*** PROVIDED RECORDS Section Begins ***

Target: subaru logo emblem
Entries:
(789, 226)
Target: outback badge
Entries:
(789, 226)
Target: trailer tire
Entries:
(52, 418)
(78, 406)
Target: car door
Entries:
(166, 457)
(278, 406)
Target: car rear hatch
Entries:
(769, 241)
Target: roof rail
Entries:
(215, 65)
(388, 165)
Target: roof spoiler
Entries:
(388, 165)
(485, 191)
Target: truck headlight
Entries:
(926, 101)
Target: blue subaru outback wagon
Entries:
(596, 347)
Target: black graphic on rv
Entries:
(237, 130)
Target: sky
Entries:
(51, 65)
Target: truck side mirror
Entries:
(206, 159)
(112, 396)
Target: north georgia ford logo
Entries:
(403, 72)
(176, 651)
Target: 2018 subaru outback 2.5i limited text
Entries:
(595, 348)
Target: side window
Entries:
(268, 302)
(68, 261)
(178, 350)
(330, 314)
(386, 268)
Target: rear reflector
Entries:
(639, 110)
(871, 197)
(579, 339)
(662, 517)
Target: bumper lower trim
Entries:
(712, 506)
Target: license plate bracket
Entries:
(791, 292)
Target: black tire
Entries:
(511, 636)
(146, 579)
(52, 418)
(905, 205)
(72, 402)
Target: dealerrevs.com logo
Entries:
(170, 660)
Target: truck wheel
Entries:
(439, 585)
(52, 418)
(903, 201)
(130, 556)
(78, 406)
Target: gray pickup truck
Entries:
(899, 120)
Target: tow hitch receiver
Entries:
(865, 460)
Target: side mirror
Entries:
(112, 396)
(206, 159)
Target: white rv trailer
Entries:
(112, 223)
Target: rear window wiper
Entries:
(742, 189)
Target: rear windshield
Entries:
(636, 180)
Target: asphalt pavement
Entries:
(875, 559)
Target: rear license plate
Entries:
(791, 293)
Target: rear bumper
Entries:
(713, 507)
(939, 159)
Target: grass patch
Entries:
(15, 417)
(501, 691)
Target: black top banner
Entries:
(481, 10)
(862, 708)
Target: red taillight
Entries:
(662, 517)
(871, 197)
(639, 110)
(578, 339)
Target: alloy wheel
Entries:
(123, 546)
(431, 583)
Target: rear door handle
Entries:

*** PROVIDED RECORDS Section Ends ***

◆ TASK: Task for the records above: copy every line in which the word "trailer" occurs.

◆ RESULT FOR THIS TASK:
Target: trailer tire
Target: white rv trailer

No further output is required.